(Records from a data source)

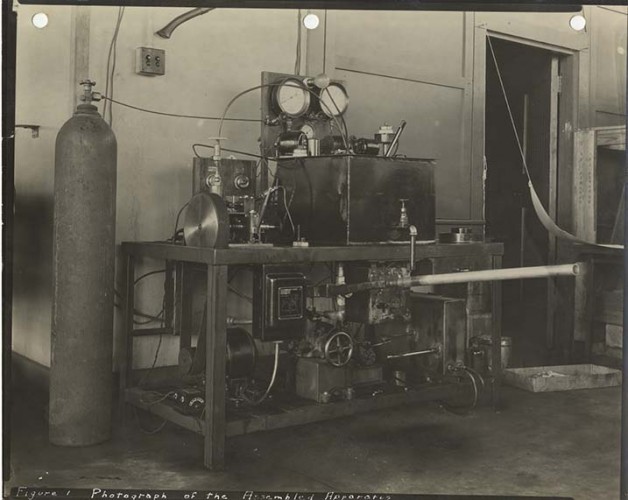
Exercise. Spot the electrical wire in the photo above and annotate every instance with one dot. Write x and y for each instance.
(161, 397)
(272, 381)
(176, 115)
(198, 144)
(176, 223)
(297, 62)
(285, 204)
(111, 64)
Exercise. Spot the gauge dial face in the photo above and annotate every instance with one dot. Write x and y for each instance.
(334, 100)
(292, 98)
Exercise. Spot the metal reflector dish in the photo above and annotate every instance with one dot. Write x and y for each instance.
(206, 222)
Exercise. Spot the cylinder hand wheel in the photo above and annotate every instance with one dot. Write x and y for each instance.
(338, 349)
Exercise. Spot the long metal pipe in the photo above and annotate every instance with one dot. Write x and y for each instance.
(166, 31)
(434, 350)
(514, 273)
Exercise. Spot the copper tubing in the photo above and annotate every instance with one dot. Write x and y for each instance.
(514, 273)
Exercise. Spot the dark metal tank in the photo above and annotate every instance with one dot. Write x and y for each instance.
(83, 266)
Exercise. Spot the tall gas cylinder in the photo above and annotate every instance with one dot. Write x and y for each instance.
(83, 266)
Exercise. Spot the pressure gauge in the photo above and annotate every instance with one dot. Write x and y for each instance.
(308, 130)
(334, 100)
(292, 97)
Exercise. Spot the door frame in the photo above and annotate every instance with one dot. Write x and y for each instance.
(573, 81)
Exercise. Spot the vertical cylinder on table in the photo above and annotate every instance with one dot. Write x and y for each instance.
(83, 266)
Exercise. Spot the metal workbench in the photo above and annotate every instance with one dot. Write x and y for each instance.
(214, 425)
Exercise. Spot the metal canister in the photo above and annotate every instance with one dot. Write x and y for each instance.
(84, 258)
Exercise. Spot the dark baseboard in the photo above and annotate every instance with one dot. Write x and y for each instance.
(28, 376)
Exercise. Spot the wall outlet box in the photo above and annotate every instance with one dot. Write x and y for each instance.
(150, 62)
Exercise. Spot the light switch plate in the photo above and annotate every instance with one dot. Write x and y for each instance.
(150, 62)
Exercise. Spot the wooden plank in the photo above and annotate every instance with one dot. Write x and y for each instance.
(215, 368)
(265, 255)
(584, 202)
(478, 117)
(304, 413)
(552, 197)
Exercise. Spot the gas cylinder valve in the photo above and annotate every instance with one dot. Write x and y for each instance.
(88, 94)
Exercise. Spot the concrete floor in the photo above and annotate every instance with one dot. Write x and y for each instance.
(562, 444)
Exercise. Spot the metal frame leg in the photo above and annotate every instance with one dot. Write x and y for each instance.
(215, 407)
(496, 336)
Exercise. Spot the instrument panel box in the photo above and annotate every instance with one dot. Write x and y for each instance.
(345, 199)
(279, 294)
(235, 177)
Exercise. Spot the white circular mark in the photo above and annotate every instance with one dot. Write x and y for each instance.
(40, 20)
(311, 21)
(578, 22)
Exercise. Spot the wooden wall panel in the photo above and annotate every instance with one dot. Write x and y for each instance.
(609, 29)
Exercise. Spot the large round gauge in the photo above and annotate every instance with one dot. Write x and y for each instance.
(292, 97)
(334, 100)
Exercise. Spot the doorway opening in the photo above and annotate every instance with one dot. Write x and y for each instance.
(531, 80)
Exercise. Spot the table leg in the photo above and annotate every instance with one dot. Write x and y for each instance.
(583, 312)
(128, 306)
(216, 347)
(496, 335)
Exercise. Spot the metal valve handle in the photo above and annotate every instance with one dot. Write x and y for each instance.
(338, 349)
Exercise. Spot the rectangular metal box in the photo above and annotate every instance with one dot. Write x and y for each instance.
(375, 306)
(237, 177)
(439, 321)
(316, 376)
(562, 378)
(344, 200)
(278, 302)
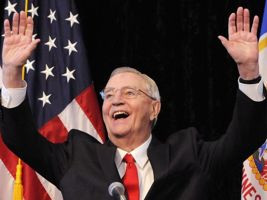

> [What is required]
Restate each entry word for word, please, but drop any images it holds.

> [Exercise solution]
Exercise. Spot the electrical wire in the photo above and annotate every instance with one dot. Write x and y for each instance.
(161, 397)
(272, 381)
(176, 115)
(198, 144)
(176, 223)
(297, 62)
(285, 204)
(111, 64)
Exercise. Spot the gauge dial face in the photo above and annotate every instance with one dot. Write x and y for each instance.
(334, 100)
(292, 98)
Exercise. Spot the metal reflector dish in the photo above and annotate every instance with one dot. Write x and y for each instance.
(206, 222)
Exercise. Spot the cylinder hand wheel in the photo above and annotate every instance with one dot. Write x and y for each instance.
(338, 349)
Exercise. Spot the long metal pipe in the photo above and annotate every instance with one dot. Write x and y for each instance.
(166, 31)
(434, 350)
(514, 273)
Exercise. Spot the copper tubing in the photo above and annotate every instance with one dot. Write x and y for each instance.
(514, 273)
Exercise. Spot the dark metal tank in the photo above and annotate every instance with one dot. Write x and y for each instance.
(83, 266)
Exercise. Spot the tall gas cylinder in the photo above and annotate every instance with one dot. Write x and y for each instance.
(83, 266)
Exercise. Spot the pressure gauge in the photo above and annotate every instance with one dot. Write x and y for each instance.
(308, 130)
(334, 100)
(292, 97)
Exercise. Spot the door frame in the photo above and annotate every instance with one dot. Write x and y for each instance.
(573, 81)
Exercise. Spot the vertical cylinder on table in the photo above and annotate every instance with one dot. Write x and y for each instance.
(83, 266)
Exercise. Spot the metal workbench in the photo above and annotate every instance with one dot. Write x and y for each instance.
(214, 425)
Exercise. Spot the metal canister in the photo above and annotate every instance with one dot. Write x and y for each instance.
(84, 258)
Exercise. Spot the dark baseboard in the photo above and annotate every instance with one dot. Write x and y for each instance.
(28, 376)
Exercise. Spot the wall outlet box in the photo above and annotate every instance with one dot. Write x and y for each instance.
(150, 62)
Exercise. Spot the light switch plate in the photo above and annotate every instance with one dot. Write x and y for each instance.
(150, 62)
Exercise. Spot the wooden plank in the photo above and annotate every instance with one dot. Write x and y for each instance.
(215, 368)
(265, 255)
(584, 202)
(478, 117)
(304, 413)
(552, 197)
Exercise. Spot the gas cylinder valve in the photo above and annotate every instance with one dot. Write x and y for each instance.
(88, 94)
Exercise. Spot the concrete floor in the photo above and annotate every instance with one dot. Write x and y for each instance.
(562, 444)
Exercise. Spot the metal frame leg in the photo above and annotate every instance with one dot. Write x and y for each instance.
(215, 407)
(496, 336)
Exercise. Spot the instrument panel box in the photo above and annotate every instance with one dot. Write x and y for each instance.
(345, 199)
(279, 294)
(235, 177)
Exercise. Spot the white circular mark in the photo above and annotate every instance with one dot. Write x and y for each instance.
(40, 20)
(311, 21)
(578, 22)
Exercise. Spot the wooden wall panel in the photo above and annotate every instance with one dot. Write x and y for each instance.
(609, 29)
Exercise. Spot the large round gauge in the photo above and annotate every instance with one dot. Write x and y for each instance.
(292, 97)
(334, 100)
Exercise. Spot the doorway opening in the photo above and annotate every instance with one dot. Write x and y for each instance.
(531, 80)
Exercise. Spot the table leg in the photo above and annotate every instance with one dot. Write x and y for each instance.
(583, 312)
(128, 306)
(216, 347)
(496, 335)
Exercise. Spot the metal valve handle in the photo above and annotate every instance with one dot. Write x and y for each instance.
(338, 349)
Exercise. Spot the rectangular metal box in the photo above and annotate every instance with one dot. Write x and y for each instance.
(375, 306)
(237, 177)
(439, 321)
(316, 376)
(562, 378)
(344, 200)
(278, 302)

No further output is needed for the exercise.